Using the data beneath, show every line that includes the word "windshield".

Records contained in a dataset
+-------+
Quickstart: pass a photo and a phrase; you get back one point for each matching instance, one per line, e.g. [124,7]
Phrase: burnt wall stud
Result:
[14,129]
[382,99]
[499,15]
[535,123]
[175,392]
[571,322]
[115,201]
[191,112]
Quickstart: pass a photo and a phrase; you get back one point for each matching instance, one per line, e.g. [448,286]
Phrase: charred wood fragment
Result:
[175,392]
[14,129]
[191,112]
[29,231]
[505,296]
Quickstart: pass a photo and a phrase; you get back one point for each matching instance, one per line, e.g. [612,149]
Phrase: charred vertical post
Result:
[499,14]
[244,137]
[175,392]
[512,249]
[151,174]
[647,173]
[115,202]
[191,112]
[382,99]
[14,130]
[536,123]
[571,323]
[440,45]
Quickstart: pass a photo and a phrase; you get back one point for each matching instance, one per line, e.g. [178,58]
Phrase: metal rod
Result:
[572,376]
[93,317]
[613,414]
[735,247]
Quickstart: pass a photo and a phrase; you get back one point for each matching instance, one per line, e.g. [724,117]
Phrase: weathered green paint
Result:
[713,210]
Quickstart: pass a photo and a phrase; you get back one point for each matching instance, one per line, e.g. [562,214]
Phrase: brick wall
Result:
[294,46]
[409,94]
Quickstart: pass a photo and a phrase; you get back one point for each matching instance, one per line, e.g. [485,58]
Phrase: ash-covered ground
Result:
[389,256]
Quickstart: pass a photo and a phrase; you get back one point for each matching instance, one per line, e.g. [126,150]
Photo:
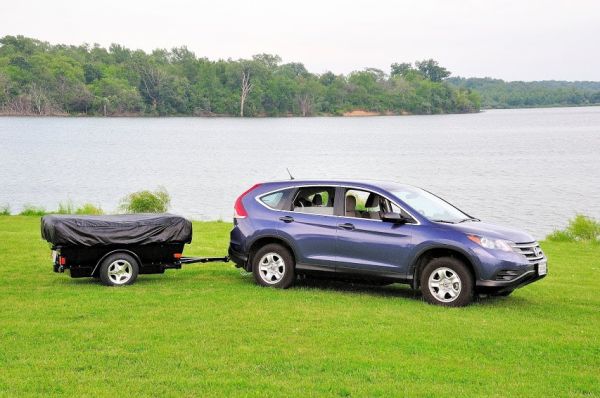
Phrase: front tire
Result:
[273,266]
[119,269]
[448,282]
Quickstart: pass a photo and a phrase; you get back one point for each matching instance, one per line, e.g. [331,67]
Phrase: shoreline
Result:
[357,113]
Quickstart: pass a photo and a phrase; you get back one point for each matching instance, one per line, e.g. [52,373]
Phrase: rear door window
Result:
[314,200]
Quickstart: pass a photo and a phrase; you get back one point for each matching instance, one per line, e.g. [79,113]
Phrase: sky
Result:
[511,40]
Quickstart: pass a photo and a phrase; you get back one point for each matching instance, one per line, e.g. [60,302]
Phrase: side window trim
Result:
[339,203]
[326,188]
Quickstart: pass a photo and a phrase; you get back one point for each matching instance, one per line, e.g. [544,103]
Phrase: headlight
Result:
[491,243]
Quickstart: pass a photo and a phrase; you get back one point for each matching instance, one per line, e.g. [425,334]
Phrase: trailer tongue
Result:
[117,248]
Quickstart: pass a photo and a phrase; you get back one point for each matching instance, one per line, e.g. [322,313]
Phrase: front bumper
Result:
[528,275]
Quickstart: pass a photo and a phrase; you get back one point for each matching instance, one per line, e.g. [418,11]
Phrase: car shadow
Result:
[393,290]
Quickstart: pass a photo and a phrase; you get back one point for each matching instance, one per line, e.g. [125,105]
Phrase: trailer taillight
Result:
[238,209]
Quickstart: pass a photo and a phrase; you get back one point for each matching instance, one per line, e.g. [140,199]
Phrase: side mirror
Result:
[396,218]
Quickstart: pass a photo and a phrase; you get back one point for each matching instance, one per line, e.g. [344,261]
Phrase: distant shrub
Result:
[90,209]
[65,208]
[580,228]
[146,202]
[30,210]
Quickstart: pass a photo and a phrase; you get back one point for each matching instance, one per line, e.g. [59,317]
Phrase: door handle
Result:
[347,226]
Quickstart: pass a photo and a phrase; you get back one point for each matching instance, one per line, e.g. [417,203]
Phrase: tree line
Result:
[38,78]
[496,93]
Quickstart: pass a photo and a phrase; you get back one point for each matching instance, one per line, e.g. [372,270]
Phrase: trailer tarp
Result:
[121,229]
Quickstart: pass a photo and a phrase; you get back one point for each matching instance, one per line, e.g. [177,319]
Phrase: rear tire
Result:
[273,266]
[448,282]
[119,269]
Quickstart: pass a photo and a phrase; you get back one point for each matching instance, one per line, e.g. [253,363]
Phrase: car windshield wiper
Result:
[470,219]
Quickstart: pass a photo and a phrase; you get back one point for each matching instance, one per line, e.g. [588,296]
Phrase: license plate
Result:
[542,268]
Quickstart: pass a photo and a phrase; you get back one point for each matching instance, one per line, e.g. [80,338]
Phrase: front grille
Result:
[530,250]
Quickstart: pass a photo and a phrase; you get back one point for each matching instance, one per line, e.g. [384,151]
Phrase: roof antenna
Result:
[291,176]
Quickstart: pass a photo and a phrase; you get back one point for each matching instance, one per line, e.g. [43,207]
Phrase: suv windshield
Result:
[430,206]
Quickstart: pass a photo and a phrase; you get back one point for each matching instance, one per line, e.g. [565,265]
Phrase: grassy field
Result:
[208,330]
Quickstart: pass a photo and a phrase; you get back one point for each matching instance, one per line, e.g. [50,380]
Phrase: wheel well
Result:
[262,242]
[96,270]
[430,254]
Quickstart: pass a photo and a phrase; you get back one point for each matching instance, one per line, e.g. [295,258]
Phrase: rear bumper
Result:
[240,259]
+-------+
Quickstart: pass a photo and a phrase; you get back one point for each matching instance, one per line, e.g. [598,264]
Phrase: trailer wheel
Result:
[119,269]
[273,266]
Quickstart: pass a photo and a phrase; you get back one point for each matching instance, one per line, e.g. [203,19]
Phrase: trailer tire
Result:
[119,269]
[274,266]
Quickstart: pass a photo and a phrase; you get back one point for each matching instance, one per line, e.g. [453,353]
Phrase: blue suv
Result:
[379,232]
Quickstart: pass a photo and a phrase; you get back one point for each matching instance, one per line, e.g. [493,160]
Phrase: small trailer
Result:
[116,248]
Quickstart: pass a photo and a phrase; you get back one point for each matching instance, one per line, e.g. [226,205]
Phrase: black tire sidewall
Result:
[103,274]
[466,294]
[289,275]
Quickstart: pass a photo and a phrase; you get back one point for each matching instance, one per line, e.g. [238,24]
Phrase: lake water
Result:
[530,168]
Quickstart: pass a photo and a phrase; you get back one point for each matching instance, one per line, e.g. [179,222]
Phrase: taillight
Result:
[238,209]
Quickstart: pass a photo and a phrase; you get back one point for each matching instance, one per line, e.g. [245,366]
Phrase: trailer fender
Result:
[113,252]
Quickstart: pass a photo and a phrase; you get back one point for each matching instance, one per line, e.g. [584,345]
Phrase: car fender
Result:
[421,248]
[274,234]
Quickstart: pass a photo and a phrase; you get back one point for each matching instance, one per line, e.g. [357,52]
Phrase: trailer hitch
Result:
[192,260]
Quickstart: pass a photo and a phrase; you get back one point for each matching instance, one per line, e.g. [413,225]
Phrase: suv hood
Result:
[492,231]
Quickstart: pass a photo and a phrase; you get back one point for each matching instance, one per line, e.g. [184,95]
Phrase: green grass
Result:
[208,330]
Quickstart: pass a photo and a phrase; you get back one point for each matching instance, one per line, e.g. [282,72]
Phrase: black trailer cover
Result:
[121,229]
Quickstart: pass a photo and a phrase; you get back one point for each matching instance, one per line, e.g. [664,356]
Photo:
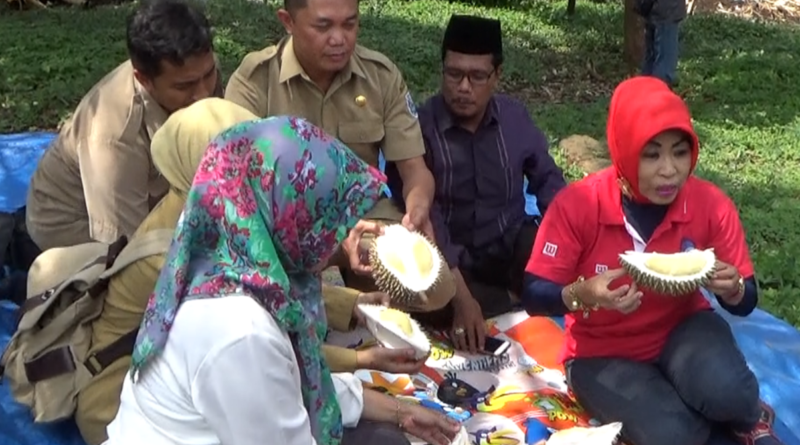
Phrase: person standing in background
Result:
+-------+
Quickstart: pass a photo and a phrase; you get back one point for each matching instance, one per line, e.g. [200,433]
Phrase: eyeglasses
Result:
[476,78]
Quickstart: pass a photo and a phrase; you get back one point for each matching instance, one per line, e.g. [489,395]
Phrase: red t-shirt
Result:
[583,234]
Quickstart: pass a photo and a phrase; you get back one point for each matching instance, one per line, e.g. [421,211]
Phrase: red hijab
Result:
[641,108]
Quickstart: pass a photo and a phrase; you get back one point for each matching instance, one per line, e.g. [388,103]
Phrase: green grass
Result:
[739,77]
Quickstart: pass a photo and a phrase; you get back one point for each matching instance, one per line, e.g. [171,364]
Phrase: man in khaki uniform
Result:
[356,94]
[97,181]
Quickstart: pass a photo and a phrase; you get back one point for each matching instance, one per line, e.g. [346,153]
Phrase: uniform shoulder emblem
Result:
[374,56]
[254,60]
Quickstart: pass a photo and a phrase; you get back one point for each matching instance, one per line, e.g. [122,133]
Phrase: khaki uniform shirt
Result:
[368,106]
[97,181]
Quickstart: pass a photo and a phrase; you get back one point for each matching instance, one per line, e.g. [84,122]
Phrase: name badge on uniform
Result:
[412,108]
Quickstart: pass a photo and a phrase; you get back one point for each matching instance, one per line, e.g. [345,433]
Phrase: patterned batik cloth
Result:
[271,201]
+-------+
**THE COMPLETED TASK**
Phrase: car windshield wiper
Phrase: suv windshield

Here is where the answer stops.